### Provided passage
□ □ □ □ □
Criminal Law
September-October 2022

Protecting a Texas flock from a foreign wolf in sheep’s clothing

By Emil Mikkelsen
Assistant Criminal District Attorney in Smith County

A Smith County jury recently convicted a man who stole thousands of dollars from churchgoers in Flint, Texas. The defendant was a South African national, and much of the State’s proof was in South Africa. While preparing for trial, prosecutors learned 1) how to prove a case when half the evidence and witnesses are on a different continent; 2) how to authenticate foreign business records; and 3) when and how witnesses are permitted to testify remotely at a jury trial. Through this article, the Smith County Criminal District Attorney’s Office aims to help other Texas prosecutors and investigators by sharing how it worked through unique issues of international law in this case.

Meeting Livingstone Zitha

On an ordinary Wednesday in Flint, a man by the name of Livingstone Zitha stumbled into a small Baptist church in need of medical attention. Zitha said he was an evangelist from South Africa and was looking for a church he knew in the area, but he had discovered a donut shop in its place. The church promptly took him to the hospital, covered the cost of the ER visit, and paid for his prescriptions.

            Zitha amazed churchgoers with stories of his fight against apartheid and powerful conversion to Christianity. He said he ran a large orphanage and pastored a megachurch in Johannesburg and had come to Texas to raise money for the orphanage. In many ways, Zitha seemed like an answered prayer for the small church, which already supported mission work in Africa. Church members put him up in a motel for two months, had him preach at a revival, and helped him book speaking events at other local churches. Whenever he told crowds that $250 could feed a child for a year, people gave generously.

            Over time, church members grew wary of the once-charming Zitha, who treated waitstaff with disdain and had become increasingly demanding of women in the church. Why would a man on a fundraising mission insist on picking up the tab at restaurants? Shouldn’t that money have gone to feed orphaned children? It was hard to get a straight answer out of Zitha, who alternately claimed to be 1) scraping by, and 2) independently wealthy by virtue of his marriage to a famous actress. After some online sleuthing, church members began to think of him as a wolf in sheep’s clothing. Zitha left in a huff when he was confronted, but the next day he emailed what purported to be the orphanage’s founding constitution and a nonprofit certificate of registration. Neither document appeared genuine, though, so they contacted law enforcement.
□ □ □ □ □
### Supplied records
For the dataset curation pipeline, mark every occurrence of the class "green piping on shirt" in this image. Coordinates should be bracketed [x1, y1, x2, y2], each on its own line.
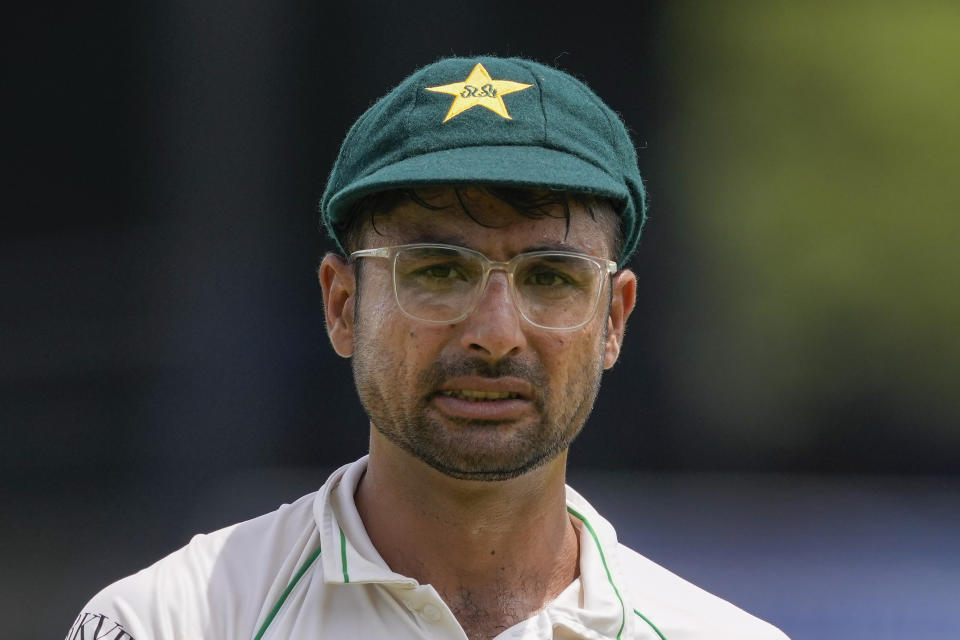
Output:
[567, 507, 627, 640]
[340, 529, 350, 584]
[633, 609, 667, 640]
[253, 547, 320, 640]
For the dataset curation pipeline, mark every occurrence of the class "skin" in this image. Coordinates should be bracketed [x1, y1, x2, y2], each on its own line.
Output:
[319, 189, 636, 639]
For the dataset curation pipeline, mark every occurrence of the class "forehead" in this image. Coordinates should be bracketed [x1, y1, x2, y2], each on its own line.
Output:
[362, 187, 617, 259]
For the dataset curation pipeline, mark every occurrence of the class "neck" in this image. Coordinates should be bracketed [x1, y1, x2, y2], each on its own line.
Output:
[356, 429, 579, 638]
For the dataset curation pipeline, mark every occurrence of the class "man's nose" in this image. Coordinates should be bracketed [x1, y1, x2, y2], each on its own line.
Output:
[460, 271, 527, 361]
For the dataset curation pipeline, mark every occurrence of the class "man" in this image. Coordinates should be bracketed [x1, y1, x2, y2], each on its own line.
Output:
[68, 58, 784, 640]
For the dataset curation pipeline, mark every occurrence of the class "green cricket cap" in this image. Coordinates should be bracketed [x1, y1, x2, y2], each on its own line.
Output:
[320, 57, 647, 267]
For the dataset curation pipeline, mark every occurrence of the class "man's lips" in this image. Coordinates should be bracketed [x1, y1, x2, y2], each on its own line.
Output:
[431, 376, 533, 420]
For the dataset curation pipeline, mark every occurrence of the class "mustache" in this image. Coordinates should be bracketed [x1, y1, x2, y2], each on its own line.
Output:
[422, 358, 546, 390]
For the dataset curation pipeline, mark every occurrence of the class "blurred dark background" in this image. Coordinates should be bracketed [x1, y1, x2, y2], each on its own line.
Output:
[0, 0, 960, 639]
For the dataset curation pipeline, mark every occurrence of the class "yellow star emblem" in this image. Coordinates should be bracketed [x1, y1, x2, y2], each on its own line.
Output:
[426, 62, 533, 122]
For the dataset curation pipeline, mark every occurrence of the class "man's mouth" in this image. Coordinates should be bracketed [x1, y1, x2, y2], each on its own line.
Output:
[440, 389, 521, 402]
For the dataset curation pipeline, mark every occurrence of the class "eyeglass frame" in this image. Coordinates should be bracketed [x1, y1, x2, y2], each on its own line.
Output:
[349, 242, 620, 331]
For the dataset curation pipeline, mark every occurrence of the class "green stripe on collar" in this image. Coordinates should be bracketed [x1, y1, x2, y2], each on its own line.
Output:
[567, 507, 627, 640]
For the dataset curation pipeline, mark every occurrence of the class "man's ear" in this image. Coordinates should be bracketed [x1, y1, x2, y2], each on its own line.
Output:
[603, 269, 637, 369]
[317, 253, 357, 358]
□ □ □ □ □
### Work order A
In the Zitha article, reproduce the text between "Zitha amazed churchgoers" and "people gave generously.", inclusive, swapping "motel" for "hotel".
### Work order B
According to the Zitha article, what did Zitha tell crowds that $250 could do?
### Work order C
Please continue the article about the Zitha prosecution from the point where it stops.

### Written answer A
Zitha amazed churchgoers with stories of his fight against apartheid and powerful conversion to Christianity. He said he ran a large orphanage and pastored a megachurch in Johannesburg and had come to Texas to raise money for the orphanage. In many ways, Zitha seemed like an answered prayer for the small church, which already supported mission work in Africa. Church members put him up in a hotel for two months, had him preach at a revival, and helped him book speaking events at other local churches. Whenever he told crowds that $250 could feed a child for a year, people gave generously.

### Written answer B
Feed a child for a year.

### Written answer C
            In the ensuing investigation, bank records revealed that Zitha spent the church’s love offerings on fast food, Starbucks, and rental cars. No such orphanage was registered as a corporation in South Africa, and the U.S. Secret Service’s field office couldn’t verify its existence either. Zitha was arrested just as he was set to step into a pulpit in Dallas, and he was charged with third-degree theft of $10,000.

            Even with strong evidence of theft by deception, our office had no experience prosecuting a case with roots halfway around the world. But with help from modern technology and investigators in South Africa, Livingstone Zitha is now incarcerated and can no longer charm his way into the fold.

How do you prepare for trial when witnesses and evidence are on another continent?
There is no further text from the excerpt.